» TASK OBJECTIVE: List each line of the material below that contains the word "clover", copying every such line in full.

» DATASET ROWS:
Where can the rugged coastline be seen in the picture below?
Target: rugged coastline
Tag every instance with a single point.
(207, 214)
--
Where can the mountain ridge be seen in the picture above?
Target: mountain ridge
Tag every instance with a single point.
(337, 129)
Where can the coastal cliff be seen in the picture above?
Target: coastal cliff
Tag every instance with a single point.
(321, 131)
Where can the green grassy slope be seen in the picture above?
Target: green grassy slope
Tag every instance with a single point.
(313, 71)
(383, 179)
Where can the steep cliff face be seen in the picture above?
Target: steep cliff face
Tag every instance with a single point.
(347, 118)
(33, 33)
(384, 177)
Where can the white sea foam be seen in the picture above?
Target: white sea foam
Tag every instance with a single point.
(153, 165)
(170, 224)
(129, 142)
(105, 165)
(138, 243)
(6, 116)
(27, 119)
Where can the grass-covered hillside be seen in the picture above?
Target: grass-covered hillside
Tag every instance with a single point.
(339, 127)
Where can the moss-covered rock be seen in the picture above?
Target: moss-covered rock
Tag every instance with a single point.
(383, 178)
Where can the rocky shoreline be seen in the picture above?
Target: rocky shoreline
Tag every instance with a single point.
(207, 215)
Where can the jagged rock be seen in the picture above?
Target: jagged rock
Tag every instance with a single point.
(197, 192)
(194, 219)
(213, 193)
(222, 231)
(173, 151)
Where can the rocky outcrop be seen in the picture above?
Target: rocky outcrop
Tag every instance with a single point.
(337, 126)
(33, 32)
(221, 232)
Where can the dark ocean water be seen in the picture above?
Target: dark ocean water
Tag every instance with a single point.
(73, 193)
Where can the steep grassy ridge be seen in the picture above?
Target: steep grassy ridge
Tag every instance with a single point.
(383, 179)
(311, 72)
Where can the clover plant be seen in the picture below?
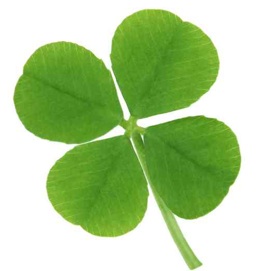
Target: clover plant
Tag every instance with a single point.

» EXERCISE SOLUTION:
Where can the clover plant be seen in the picture below?
Target: clover plant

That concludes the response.